* Begin Information shown *
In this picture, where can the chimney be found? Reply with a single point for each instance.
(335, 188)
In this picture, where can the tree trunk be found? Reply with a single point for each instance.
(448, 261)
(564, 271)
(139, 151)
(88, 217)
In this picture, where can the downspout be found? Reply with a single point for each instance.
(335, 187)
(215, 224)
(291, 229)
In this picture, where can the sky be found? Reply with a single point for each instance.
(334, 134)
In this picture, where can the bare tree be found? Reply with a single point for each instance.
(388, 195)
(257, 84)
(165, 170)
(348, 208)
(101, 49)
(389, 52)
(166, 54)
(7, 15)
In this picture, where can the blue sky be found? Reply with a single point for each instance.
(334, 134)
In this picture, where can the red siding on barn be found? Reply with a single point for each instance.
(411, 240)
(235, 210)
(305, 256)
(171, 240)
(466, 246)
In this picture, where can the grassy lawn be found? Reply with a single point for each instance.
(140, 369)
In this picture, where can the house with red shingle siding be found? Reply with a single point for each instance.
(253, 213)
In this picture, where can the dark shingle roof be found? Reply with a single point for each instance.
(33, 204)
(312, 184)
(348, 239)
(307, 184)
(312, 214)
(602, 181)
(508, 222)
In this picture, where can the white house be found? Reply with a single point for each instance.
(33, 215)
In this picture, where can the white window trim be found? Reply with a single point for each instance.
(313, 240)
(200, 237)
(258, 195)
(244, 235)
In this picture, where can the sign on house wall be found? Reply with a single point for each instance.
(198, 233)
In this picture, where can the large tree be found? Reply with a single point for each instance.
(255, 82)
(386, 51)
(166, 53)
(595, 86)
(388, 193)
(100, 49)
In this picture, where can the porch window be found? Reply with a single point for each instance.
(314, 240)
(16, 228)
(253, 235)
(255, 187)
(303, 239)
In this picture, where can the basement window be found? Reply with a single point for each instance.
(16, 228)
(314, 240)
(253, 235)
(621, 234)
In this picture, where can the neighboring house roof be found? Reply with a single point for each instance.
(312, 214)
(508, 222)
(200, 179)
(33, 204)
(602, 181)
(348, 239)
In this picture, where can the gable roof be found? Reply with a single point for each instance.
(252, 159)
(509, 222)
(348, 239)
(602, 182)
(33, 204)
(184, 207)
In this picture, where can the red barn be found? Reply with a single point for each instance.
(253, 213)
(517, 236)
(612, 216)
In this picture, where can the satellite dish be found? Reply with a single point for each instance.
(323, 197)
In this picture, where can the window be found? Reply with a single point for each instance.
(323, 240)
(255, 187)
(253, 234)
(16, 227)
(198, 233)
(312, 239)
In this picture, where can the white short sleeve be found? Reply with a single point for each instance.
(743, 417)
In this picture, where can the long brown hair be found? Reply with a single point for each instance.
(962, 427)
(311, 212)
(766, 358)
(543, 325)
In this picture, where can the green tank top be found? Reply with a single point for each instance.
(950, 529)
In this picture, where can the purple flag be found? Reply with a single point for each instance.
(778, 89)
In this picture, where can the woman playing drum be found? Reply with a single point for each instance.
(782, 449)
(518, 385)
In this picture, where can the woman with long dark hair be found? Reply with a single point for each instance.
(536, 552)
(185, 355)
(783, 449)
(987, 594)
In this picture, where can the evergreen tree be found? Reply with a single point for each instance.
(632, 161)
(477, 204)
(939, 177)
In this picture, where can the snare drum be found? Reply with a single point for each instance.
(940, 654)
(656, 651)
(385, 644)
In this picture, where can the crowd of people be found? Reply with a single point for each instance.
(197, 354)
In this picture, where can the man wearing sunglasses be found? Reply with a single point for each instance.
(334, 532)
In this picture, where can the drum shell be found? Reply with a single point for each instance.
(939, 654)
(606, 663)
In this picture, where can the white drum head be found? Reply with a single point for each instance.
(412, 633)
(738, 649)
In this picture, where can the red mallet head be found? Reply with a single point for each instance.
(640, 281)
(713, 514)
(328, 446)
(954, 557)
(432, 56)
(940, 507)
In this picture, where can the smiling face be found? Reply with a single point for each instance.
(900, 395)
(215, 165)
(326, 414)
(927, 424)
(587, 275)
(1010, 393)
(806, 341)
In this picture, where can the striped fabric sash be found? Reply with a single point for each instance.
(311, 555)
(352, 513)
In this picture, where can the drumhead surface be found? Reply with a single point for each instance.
* End Information shown *
▸ Your task
Copy out the full material exactly as it appears.

▸ Solution below
In this picture, where can the chimney be found? Reply with a single point for each instance.
(335, 188)
In this picture, where can the tree trunk be found? Reply with a single point for each instance.
(448, 261)
(564, 271)
(139, 151)
(88, 217)
In this picture, where can the downspout be found? Reply with a single point for each instance.
(335, 187)
(215, 224)
(291, 229)
In this picture, where can the sky be found? Reply with a single point for each instance.
(334, 134)
In this picture, where can the bare tree be found? Reply with a single point for each instance.
(388, 195)
(257, 84)
(165, 170)
(348, 208)
(101, 49)
(389, 52)
(166, 54)
(7, 15)
In this picture, where can the blue sky be found? Reply with a single point for each instance.
(334, 134)
In this picture, where can the red siding on barn be found? Reply with a single point for each instance.
(411, 240)
(235, 210)
(305, 256)
(171, 240)
(466, 246)
In this picture, where can the grassy lawn be found? Reply with a single point for each instance.
(140, 369)
In this picture, where can the house with red shingle siding be found? Reply with a single point for each instance.
(253, 213)
In this picture, where can the dark shingle roof be found? Reply with a single point for each instance.
(33, 204)
(312, 184)
(348, 239)
(307, 184)
(312, 214)
(602, 181)
(508, 222)
In this picture, where can the white house be found? Reply with a single point for each instance.
(33, 215)
In this picture, where can the white window trim be found? Reply with a single point for each instance.
(313, 240)
(200, 237)
(258, 195)
(244, 235)
In this picture, where can the sign on house wall be found? Reply with a single point for each instance.
(198, 233)
In this picture, where can the large tree be found? Reply with a single point for each instance.
(255, 82)
(386, 51)
(166, 53)
(595, 86)
(388, 193)
(100, 49)
In this picture, where can the porch window be found? Reply with a single point for each instance.
(314, 240)
(16, 228)
(253, 235)
(255, 187)
(303, 239)
In this picture, where can the basement window be found? Reply with a single point for each instance.
(16, 228)
(314, 240)
(253, 235)
(621, 234)
In this picture, where can the neighboring house roof be found? Reply with a single point for each instance.
(312, 214)
(508, 222)
(200, 179)
(33, 204)
(602, 181)
(348, 239)
In this picture, where can the gable roof be found? Reply with a single point for each instance.
(252, 159)
(509, 222)
(348, 239)
(602, 182)
(33, 204)
(184, 207)
In this picture, where can the red barn be found? Reply with a single point for each instance.
(253, 213)
(517, 236)
(612, 216)
In this picture, where can the satellite dish be found? Reply with a single point for each instance.
(323, 197)
In this picture, where can the window be found? Reply with a single point for each instance.
(323, 240)
(255, 187)
(253, 234)
(16, 227)
(198, 233)
(312, 239)
In this picture, where can the white short sleeve be found? Reply with a single point for each instance.
(743, 417)
In this picture, where can the long brown hair be found? Reply with a single point for each instance.
(962, 427)
(311, 212)
(766, 358)
(543, 325)
In this picture, where can the green tank top be found? Reply with a single point for each instance.
(950, 529)
In this picture, where can the purple flag be found? Reply with a single point for each instance.
(778, 89)
In this picture, where can the woman playing drum be found? Reply with a single point for each instance.
(782, 449)
(518, 385)
In this picture, where can the woman with long dark hair be found? Reply with a single point for each instance.
(536, 552)
(185, 355)
(783, 449)
(987, 594)
In this picture, where can the evergreen tree be found? Reply with a single point for each instance.
(632, 161)
(477, 204)
(939, 177)
In this picture, where can the snare drum be found? Reply with a single point for each instance.
(940, 654)
(656, 651)
(385, 644)
In this picture, where can the crowd of people be found? Reply with a single point for each instance.
(197, 354)
In this picture, where can the man wearing sunglasses be found? Reply with a single point for each instance.
(334, 532)
In this picture, where can the drum shell be found? Reply with a single point for each instance.
(939, 654)
(606, 663)
In this picture, where can the white drum head be found? Reply with a single point for each instance.
(412, 633)
(738, 649)
In this picture, where can the red mallet head be found? Reply with a single point for each instance.
(640, 281)
(713, 514)
(328, 446)
(954, 557)
(432, 56)
(940, 507)
In this picture, where can the smiling face be found? Reply with a single point for each instance.
(900, 395)
(215, 165)
(326, 414)
(927, 424)
(587, 275)
(1010, 393)
(806, 341)
In this picture, where can the striped fabric sash be found? Reply with a single point for each instance.
(311, 555)
(352, 513)
In this picture, where can the drumhead surface be found? Reply with a single point for each instance.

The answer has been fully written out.